- Dataset records:
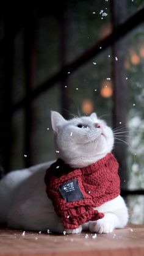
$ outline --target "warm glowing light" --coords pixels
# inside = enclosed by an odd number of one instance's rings
[[[140,63],[140,57],[136,53],[133,53],[131,55],[131,60],[133,65],[138,65]]]
[[[104,98],[110,98],[112,96],[112,84],[110,81],[104,80],[102,82],[101,95]]]
[[[140,55],[142,58],[144,58],[144,46],[142,46],[140,49]]]
[[[93,104],[90,100],[84,100],[82,103],[82,111],[84,114],[90,114],[93,111]]]

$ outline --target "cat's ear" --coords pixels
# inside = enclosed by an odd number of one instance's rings
[[[98,119],[98,117],[97,115],[95,112],[93,112],[92,114],[91,114],[90,116],[92,119]]]
[[[54,133],[57,133],[59,129],[62,127],[67,120],[56,111],[51,111],[51,125]]]

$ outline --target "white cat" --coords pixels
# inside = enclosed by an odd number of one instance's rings
[[[52,111],[51,122],[57,157],[72,167],[84,167],[95,163],[113,148],[112,131],[95,113],[66,120]],[[0,223],[24,230],[63,232],[61,219],[46,193],[44,177],[52,163],[11,172],[0,181]],[[120,196],[96,209],[104,213],[103,219],[67,230],[67,233],[79,233],[82,230],[109,233],[128,222],[128,209]]]

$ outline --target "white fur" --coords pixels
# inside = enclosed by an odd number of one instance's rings
[[[73,167],[87,166],[112,150],[112,130],[95,113],[68,121],[52,111],[51,122],[58,157]],[[99,128],[96,127],[98,123]],[[79,124],[83,125],[82,128],[77,127]],[[45,192],[44,177],[51,163],[12,172],[0,181],[0,223],[24,230],[63,232],[61,219]],[[128,222],[127,207],[120,196],[96,209],[105,214],[103,219],[90,221],[67,232],[90,230],[93,233],[109,233],[115,228],[123,228]]]

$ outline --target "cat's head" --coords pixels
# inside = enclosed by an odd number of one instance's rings
[[[95,113],[66,120],[51,111],[51,123],[57,158],[73,167],[87,166],[112,150],[112,131]]]

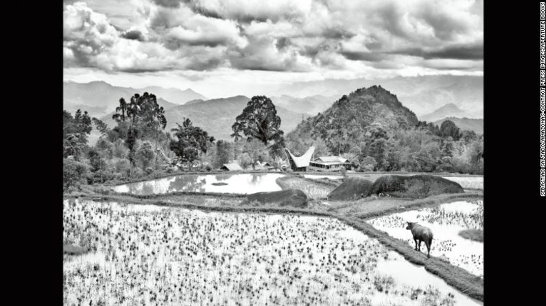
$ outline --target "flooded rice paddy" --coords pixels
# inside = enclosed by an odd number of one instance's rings
[[[187,175],[120,185],[112,189],[117,192],[132,194],[163,194],[178,191],[252,194],[281,190],[281,186],[275,180],[283,176],[276,173]],[[218,183],[226,183],[226,185],[216,185]]]
[[[64,201],[64,304],[483,305],[336,219]]]
[[[340,179],[343,177],[341,175],[303,175],[303,177],[307,179]]]
[[[464,189],[484,189],[484,177],[445,177],[444,179],[458,183]]]
[[[464,229],[484,229],[484,201],[458,201],[436,207],[423,208],[376,218],[368,220],[377,229],[407,241],[415,247],[412,233],[405,229],[406,221],[418,222],[432,230],[431,256],[447,258],[449,262],[483,277],[484,243],[464,238]],[[425,243],[421,251],[427,251]]]

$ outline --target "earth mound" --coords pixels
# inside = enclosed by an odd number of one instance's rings
[[[373,183],[361,177],[347,179],[330,192],[327,198],[333,201],[355,201],[370,194]]]
[[[250,204],[254,202],[261,204],[303,208],[307,207],[308,199],[307,196],[299,189],[287,189],[249,194],[241,204]]]

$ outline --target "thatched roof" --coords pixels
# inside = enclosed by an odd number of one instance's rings
[[[224,164],[220,170],[227,170],[228,171],[237,171],[237,170],[242,170],[243,168],[241,168],[241,166],[239,164],[236,163],[231,163],[231,164]]]
[[[345,164],[345,162],[347,162],[347,159],[340,156],[320,156],[316,158],[313,162],[320,164],[333,165]]]
[[[286,152],[286,155],[288,155],[288,159],[292,160],[297,168],[307,167],[309,165],[313,153],[315,151],[315,147],[310,147],[307,152],[299,157],[292,155],[292,153],[290,153],[290,150],[287,149],[285,149],[285,151]]]

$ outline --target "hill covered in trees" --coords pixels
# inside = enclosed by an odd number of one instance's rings
[[[324,113],[299,124],[287,138],[293,145],[294,142],[320,139],[329,151],[342,154],[348,153],[354,144],[366,142],[376,133],[386,135],[394,129],[407,129],[416,125],[418,121],[415,114],[404,107],[395,95],[374,86],[344,95]],[[295,152],[307,149],[291,149]]]
[[[164,104],[158,99],[160,105],[165,109],[167,118],[166,130],[170,131],[176,127],[176,123],[182,124],[185,118],[189,118],[195,125],[204,127],[211,136],[215,139],[232,141],[230,136],[233,132],[231,125],[233,120],[246,106],[250,98],[246,96],[235,96],[229,98],[213,99],[206,101],[195,101],[182,105]],[[281,118],[281,128],[283,131],[294,129],[303,118],[309,115],[299,114],[283,107],[277,107],[276,110]],[[101,118],[109,127],[115,125],[112,119],[113,113]]]
[[[344,95],[285,138],[296,155],[314,145],[316,156],[342,155],[359,170],[483,171],[483,136],[450,120],[440,126],[419,121],[381,86]]]
[[[161,102],[162,106],[165,109],[191,100],[206,99],[204,96],[191,88],[182,90],[178,88],[149,86],[135,89],[115,86],[105,81],[65,81],[62,85],[63,106],[69,112],[82,109],[87,110],[92,116],[99,117],[113,112],[118,105],[119,98],[128,99],[135,93],[145,92],[156,93],[158,101]]]

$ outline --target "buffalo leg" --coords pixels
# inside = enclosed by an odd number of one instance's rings
[[[430,242],[425,241],[425,244],[427,246],[427,251],[428,251],[428,253],[427,253],[427,257],[430,258]]]

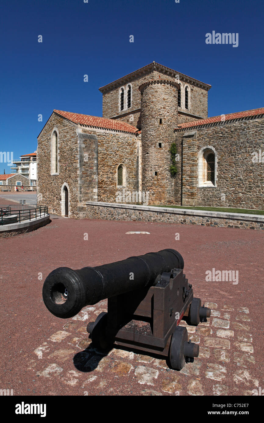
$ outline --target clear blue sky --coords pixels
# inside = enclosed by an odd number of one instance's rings
[[[98,88],[153,60],[210,84],[209,116],[264,106],[263,0],[2,0],[0,19],[0,151],[14,159],[54,109],[102,116]],[[206,44],[213,30],[238,47]]]

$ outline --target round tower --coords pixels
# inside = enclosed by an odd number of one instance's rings
[[[170,172],[170,149],[178,122],[178,85],[157,80],[140,85],[142,190],[150,204],[174,202],[174,180]]]

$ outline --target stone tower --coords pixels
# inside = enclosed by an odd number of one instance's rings
[[[142,190],[150,204],[174,203],[170,149],[177,126],[178,85],[157,79],[141,85]]]

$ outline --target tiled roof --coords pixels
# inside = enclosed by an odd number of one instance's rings
[[[13,176],[14,175],[16,174],[16,173],[8,173],[6,175],[0,175],[0,181],[6,181],[8,178]]]
[[[128,75],[125,75],[125,76],[122,77],[122,78],[119,78],[118,80],[116,80],[115,81],[113,81],[113,82],[111,82],[109,84],[107,84],[106,85],[104,85],[103,87],[101,87],[99,88],[99,91],[104,91],[106,88],[110,88],[112,85],[118,85],[118,83],[120,82],[122,80],[127,79],[128,78],[130,78],[130,77],[132,77],[136,75],[137,73],[140,73],[142,71],[144,71],[153,67],[159,68],[160,69],[162,69],[162,70],[165,71],[167,72],[172,72],[173,74],[178,74],[180,76],[180,77],[182,77],[183,78],[187,78],[190,81],[192,81],[194,82],[201,84],[202,85],[203,85],[205,88],[206,87],[207,90],[210,90],[211,87],[211,85],[209,85],[209,84],[205,84],[204,82],[202,82],[201,81],[199,81],[198,80],[195,79],[194,78],[191,78],[191,77],[188,77],[187,75],[182,74],[180,72],[177,72],[177,71],[175,71],[173,69],[171,69],[170,68],[167,68],[167,66],[164,66],[163,65],[161,65],[159,63],[156,63],[156,62],[153,62],[152,63],[150,63],[148,65],[146,65],[146,66],[143,66],[143,68],[140,68],[140,69],[138,69],[136,71],[134,71],[134,72],[132,72],[131,73],[128,74]]]
[[[138,133],[139,130],[125,122],[113,119],[106,119],[97,116],[90,116],[89,115],[80,115],[78,113],[64,112],[61,110],[54,110],[53,112],[61,116],[66,118],[75,124],[86,125],[89,126],[96,127],[103,129],[114,129],[133,134]]]
[[[253,109],[253,110],[246,110],[245,112],[238,112],[237,113],[231,113],[228,115],[214,116],[212,118],[207,118],[206,119],[199,119],[199,120],[192,121],[191,122],[185,122],[183,124],[179,124],[178,127],[175,128],[175,129],[200,126],[201,125],[206,125],[207,124],[213,123],[214,122],[221,122],[222,121],[224,122],[226,122],[227,121],[231,121],[233,119],[239,119],[239,118],[245,118],[248,116],[256,116],[257,115],[263,114],[264,114],[264,107],[261,107],[260,109]]]

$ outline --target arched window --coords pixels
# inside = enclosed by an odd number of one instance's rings
[[[181,107],[181,87],[178,90],[178,107]]]
[[[124,88],[121,88],[120,91],[120,110],[124,110]]]
[[[209,152],[205,158],[207,163],[206,181],[214,184],[214,154]]]
[[[117,186],[125,187],[126,181],[126,172],[125,166],[124,165],[119,165],[117,171]]]
[[[127,93],[127,103],[128,109],[129,109],[129,107],[131,107],[131,85],[128,85]]]
[[[120,187],[123,186],[123,166],[119,165],[117,169],[117,185]]]
[[[50,149],[51,173],[58,173],[58,133],[54,131],[51,136],[51,146]]]
[[[188,87],[185,87],[185,108],[189,108],[189,91]]]
[[[217,153],[211,146],[198,153],[198,187],[215,188],[217,181]]]

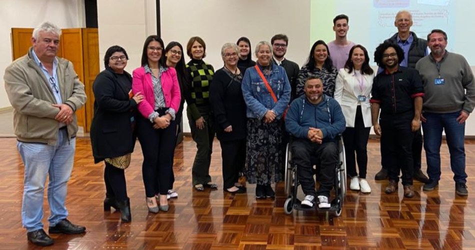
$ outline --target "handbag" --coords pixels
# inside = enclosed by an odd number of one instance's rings
[[[264,74],[262,74],[262,72],[260,71],[260,69],[259,68],[259,66],[257,64],[254,66],[254,68],[256,68],[256,71],[258,72],[258,73],[259,74],[259,76],[260,76],[260,78],[262,79],[262,80],[264,82],[264,84],[266,85],[266,88],[267,88],[267,90],[270,93],[270,96],[272,96],[272,100],[274,100],[274,102],[277,103],[277,98],[276,97],[276,94],[274,94],[274,90],[272,90],[272,88],[270,87],[270,85],[269,84],[269,83],[267,82],[267,80],[266,79],[266,78],[264,77]],[[288,105],[287,105],[287,108],[286,108],[286,110],[284,110],[284,114],[282,114],[282,120],[286,120],[286,116],[287,115],[287,110],[288,110]]]
[[[132,155],[132,154],[129,153],[124,156],[112,158],[106,158],[104,160],[118,168],[124,170],[128,168],[128,166],[130,164]]]

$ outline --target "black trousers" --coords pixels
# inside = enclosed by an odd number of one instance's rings
[[[322,144],[308,140],[294,140],[292,144],[292,160],[297,164],[297,177],[305,195],[330,196],[335,180],[335,168],[338,163],[338,148],[335,142]],[[316,156],[320,166],[320,188],[315,192],[315,180],[312,172],[312,156]]]
[[[416,171],[420,170],[422,167],[420,160],[424,140],[422,139],[420,128],[412,133],[412,169],[415,172]],[[386,150],[383,150],[382,147],[380,148],[380,150],[381,152],[381,166],[383,168],[388,170],[388,164],[386,164],[386,156],[384,154]]]
[[[162,114],[161,112],[159,113]],[[172,120],[166,128],[156,130],[148,119],[140,116],[137,120],[138,142],[144,155],[142,176],[146,195],[147,197],[154,197],[157,194],[166,195],[173,166],[176,122]]]
[[[239,179],[239,172],[246,164],[246,139],[230,142],[220,141],[222,158],[224,189],[234,186]]]
[[[356,170],[356,162],[358,163],[360,178],[366,178],[368,164],[366,147],[370,138],[371,128],[365,128],[361,106],[356,108],[354,120],[354,128],[346,127],[343,132],[343,142],[346,157],[346,170],[352,177],[358,176]],[[355,153],[356,157],[355,158]]]
[[[114,197],[116,200],[127,200],[127,187],[124,170],[121,170],[104,162],[104,182],[106,183],[106,195]]]
[[[412,132],[414,114],[385,115],[380,118],[381,150],[384,150],[389,180],[399,181],[400,172],[403,185],[412,184]]]

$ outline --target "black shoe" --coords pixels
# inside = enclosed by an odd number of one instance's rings
[[[274,198],[276,197],[276,192],[272,190],[270,184],[264,186],[264,192],[266,192],[266,196],[268,198]]]
[[[414,175],[412,176],[412,178],[422,183],[428,183],[429,182],[429,178],[426,176],[426,174],[424,174],[424,173],[422,172],[422,170],[420,170],[420,168],[414,171]]]
[[[116,202],[116,198],[106,196],[106,198],[104,199],[104,211],[110,211],[111,206],[116,210],[118,210],[118,206]]]
[[[130,202],[128,198],[125,200],[116,202],[118,210],[120,211],[120,220],[122,222],[130,222],[132,220],[130,214]]]
[[[388,178],[388,170],[381,168],[381,170],[374,176],[374,180],[382,180]]]
[[[48,232],[50,234],[81,234],[86,230],[86,228],[82,226],[75,225],[70,222],[68,219],[60,220],[54,226],[50,226]]]
[[[264,186],[258,184],[256,186],[256,198],[266,198],[266,190],[264,190]]]
[[[42,246],[52,245],[54,240],[46,234],[42,229],[35,230],[26,234],[26,238],[32,243]]]
[[[468,190],[467,190],[467,186],[464,183],[456,183],[455,191],[457,194],[460,196],[467,196],[468,195]]]
[[[430,179],[429,181],[424,184],[424,186],[422,188],[422,190],[424,191],[432,191],[435,189],[436,188],[437,188],[438,186],[438,180],[434,180]]]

- Your instructions: Edit the lines starting with the one containing "window --coords pixels" and going on through the one containing "[[[188,87],[185,87],[185,108],[189,108],[189,91]]]" so that "arched" becomes "rounded", and give back only those lines with nothing else altered.

- Written response:
$ outline --target rounded window --coords pixels
# inside = enclosed by an odd number of one instance's rings
[[[181,107],[181,87],[178,90],[178,107]]]
[[[124,88],[121,88],[120,91],[120,110],[124,110]]]
[[[209,152],[205,158],[207,163],[206,181],[214,184],[214,154]]]
[[[117,186],[125,187],[126,181],[126,172],[125,166],[124,165],[119,165],[117,171]]]
[[[127,93],[127,103],[128,109],[129,109],[129,107],[131,107],[131,85],[128,85]]]
[[[120,187],[123,186],[123,166],[119,165],[117,169],[117,185]]]
[[[50,149],[51,173],[58,173],[58,133],[54,131],[51,136],[51,146]]]
[[[188,87],[185,87],[185,108],[189,108],[189,91]]]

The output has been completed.